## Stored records
▶

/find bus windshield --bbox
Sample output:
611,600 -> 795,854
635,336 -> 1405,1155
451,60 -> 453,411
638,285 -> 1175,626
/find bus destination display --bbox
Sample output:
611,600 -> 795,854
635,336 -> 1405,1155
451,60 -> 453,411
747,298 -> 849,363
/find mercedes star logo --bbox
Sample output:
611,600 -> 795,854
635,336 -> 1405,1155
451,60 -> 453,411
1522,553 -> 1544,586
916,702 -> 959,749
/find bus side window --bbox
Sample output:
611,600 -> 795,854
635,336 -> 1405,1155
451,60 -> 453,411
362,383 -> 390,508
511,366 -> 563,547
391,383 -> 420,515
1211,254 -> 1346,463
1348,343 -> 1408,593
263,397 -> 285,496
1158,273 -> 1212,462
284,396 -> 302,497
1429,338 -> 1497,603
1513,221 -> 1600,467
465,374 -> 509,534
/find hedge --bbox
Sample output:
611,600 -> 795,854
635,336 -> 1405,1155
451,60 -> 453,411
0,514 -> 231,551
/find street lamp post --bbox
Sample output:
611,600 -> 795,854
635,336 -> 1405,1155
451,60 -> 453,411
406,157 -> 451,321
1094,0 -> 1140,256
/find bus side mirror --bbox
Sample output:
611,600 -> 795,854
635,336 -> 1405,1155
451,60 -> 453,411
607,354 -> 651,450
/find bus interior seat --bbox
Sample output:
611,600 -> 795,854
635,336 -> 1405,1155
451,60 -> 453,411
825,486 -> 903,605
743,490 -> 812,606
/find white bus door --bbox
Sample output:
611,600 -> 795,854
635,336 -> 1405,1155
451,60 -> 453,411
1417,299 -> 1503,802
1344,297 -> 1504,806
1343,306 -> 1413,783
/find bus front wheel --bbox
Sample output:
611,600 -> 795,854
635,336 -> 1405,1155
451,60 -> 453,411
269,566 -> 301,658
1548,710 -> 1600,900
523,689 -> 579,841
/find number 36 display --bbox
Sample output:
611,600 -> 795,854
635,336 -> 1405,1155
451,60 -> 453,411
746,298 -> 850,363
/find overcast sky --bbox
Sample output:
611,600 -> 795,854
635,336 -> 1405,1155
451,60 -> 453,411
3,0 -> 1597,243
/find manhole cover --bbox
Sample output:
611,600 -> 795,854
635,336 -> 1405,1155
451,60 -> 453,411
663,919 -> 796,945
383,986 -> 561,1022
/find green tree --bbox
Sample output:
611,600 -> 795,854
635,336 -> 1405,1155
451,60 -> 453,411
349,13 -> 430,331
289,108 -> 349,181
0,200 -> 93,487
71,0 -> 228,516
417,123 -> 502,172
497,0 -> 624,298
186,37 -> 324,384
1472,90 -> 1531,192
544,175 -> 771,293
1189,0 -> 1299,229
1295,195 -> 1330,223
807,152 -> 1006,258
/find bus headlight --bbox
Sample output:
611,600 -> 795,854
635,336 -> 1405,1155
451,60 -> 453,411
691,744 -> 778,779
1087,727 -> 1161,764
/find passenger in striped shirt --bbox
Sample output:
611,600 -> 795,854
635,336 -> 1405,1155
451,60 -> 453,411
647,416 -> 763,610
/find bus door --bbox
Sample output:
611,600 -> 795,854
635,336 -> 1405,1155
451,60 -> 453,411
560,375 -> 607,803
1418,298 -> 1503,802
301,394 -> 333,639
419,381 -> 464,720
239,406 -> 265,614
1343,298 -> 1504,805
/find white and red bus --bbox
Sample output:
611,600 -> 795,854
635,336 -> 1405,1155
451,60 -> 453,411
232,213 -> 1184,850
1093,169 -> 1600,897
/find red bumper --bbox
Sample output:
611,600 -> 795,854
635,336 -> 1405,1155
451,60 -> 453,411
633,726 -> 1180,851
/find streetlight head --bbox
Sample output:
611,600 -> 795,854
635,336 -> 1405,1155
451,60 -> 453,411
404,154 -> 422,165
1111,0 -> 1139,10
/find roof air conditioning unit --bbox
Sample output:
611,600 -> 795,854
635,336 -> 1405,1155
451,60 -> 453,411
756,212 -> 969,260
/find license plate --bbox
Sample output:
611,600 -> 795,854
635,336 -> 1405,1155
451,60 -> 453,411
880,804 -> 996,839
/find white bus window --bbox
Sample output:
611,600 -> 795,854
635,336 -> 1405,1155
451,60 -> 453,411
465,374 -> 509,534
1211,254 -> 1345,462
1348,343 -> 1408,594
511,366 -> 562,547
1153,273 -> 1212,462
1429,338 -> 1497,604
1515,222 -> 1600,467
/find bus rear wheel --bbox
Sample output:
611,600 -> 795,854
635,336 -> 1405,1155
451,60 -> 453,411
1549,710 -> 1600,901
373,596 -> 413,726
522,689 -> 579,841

◀

## EXERCISE DETAILS
Would you return the full set of entries, unchanged in every detail?

## SOLUTION
/find bus windshield --bbox
Sample output:
611,600 -> 795,854
635,336 -> 1405,1155
451,60 -> 453,411
638,285 -> 1175,626
/find bus destination display --bbox
Sample output:
611,600 -> 795,854
635,336 -> 1405,1155
451,60 -> 453,411
747,298 -> 849,363
/find mercedes star logo --bbox
Sample output:
611,600 -> 795,854
635,336 -> 1405,1155
451,60 -> 453,411
1522,553 -> 1544,586
916,702 -> 959,749
/find bus side window --bbox
Sample output:
611,600 -> 795,854
635,336 -> 1405,1155
451,60 -> 453,411
362,383 -> 390,508
511,366 -> 563,547
391,383 -> 420,515
1211,254 -> 1346,463
1348,343 -> 1408,593
263,397 -> 285,496
1158,273 -> 1212,462
284,396 -> 302,497
1429,338 -> 1497,603
1513,221 -> 1600,467
465,374 -> 509,534
/find hedge --bbox
Sample output:
611,600 -> 795,854
635,336 -> 1405,1155
451,60 -> 453,411
0,514 -> 231,551
/find street lamp post --bbox
Sample output:
611,600 -> 795,854
635,336 -> 1405,1155
451,60 -> 453,411
406,157 -> 451,321
1094,0 -> 1140,256
/find bus side mirror --bbox
Sample output:
611,600 -> 795,854
635,336 -> 1405,1155
451,60 -> 453,411
607,354 -> 651,450
/find bus interior seat --bbox
Sample output:
611,600 -> 795,854
635,336 -> 1405,1155
451,60 -> 453,411
825,486 -> 903,605
743,490 -> 812,606
/find white bus door --bbox
Sample output:
611,600 -> 795,854
635,336 -> 1405,1155
451,60 -> 453,411
1417,299 -> 1503,802
1344,297 -> 1504,806
1343,306 -> 1413,783
/find bus front wheel --bbox
Sample output:
611,600 -> 795,854
635,336 -> 1405,1155
451,60 -> 453,411
269,566 -> 301,658
1548,710 -> 1600,900
523,689 -> 579,841
/find number 36 display --bbox
Sample output:
611,600 -> 795,854
635,336 -> 1405,1155
451,60 -> 453,411
746,298 -> 850,363
/find overcast sky --bbox
Sample output:
611,600 -> 795,854
635,336 -> 1405,1155
451,60 -> 453,411
3,0 -> 1597,243
/find manhole cover --bbox
Sample output:
611,600 -> 795,854
635,336 -> 1405,1155
451,60 -> 453,411
663,919 -> 796,945
383,986 -> 561,1022
/find green tree --bbox
Sample output:
611,600 -> 795,854
635,336 -> 1405,1155
451,60 -> 453,411
349,13 -> 430,331
289,108 -> 349,181
0,200 -> 93,487
71,0 -> 228,516
417,123 -> 502,172
497,0 -> 624,298
186,37 -> 324,384
1472,90 -> 1531,192
544,175 -> 771,293
1189,0 -> 1299,229
1295,195 -> 1330,223
807,152 -> 1006,258
/find bus headlight --bbox
Sample output:
611,600 -> 795,854
635,336 -> 1405,1155
451,60 -> 453,411
691,744 -> 778,779
1087,727 -> 1161,764
/find passenger in striped shirt --bbox
Sample output:
611,600 -> 795,854
635,336 -> 1405,1155
451,60 -> 453,411
647,416 -> 763,610
/find bus door --bbox
Sample output:
611,600 -> 795,854
635,336 -> 1405,1155
451,60 -> 453,411
560,375 -> 607,803
1418,298 -> 1503,802
301,394 -> 333,639
419,381 -> 464,720
239,406 -> 265,614
1343,298 -> 1504,805
/find white and red bus --bbox
Sample output:
611,600 -> 795,854
635,336 -> 1405,1155
451,60 -> 453,411
232,213 -> 1184,850
1093,169 -> 1600,897
/find red bumper --bbox
Sample output:
611,600 -> 795,854
635,336 -> 1405,1155
451,60 -> 453,411
633,726 -> 1180,851
/find streetlight head --bbox
Sample output:
611,600 -> 795,854
635,336 -> 1405,1155
451,60 -> 453,411
404,154 -> 422,165
1111,0 -> 1139,10
/find roof air conditioning unit --bbox
Sample output:
611,600 -> 795,854
635,336 -> 1405,1155
451,60 -> 453,411
756,212 -> 969,260
/find license plate --bbox
Sample output:
611,600 -> 795,854
635,336 -> 1405,1155
451,60 -> 453,411
880,804 -> 996,839
/find white bus window --bbox
Sample output:
611,600 -> 795,854
635,336 -> 1405,1155
451,60 -> 453,411
465,374 -> 509,534
1211,254 -> 1345,462
1348,343 -> 1408,594
511,366 -> 562,547
1153,273 -> 1212,462
1429,338 -> 1497,604
1515,222 -> 1600,467
/find bus rear wheel --bbox
Sample output:
611,600 -> 795,854
635,336 -> 1405,1155
451,60 -> 453,411
1549,710 -> 1600,901
373,596 -> 413,726
522,689 -> 579,841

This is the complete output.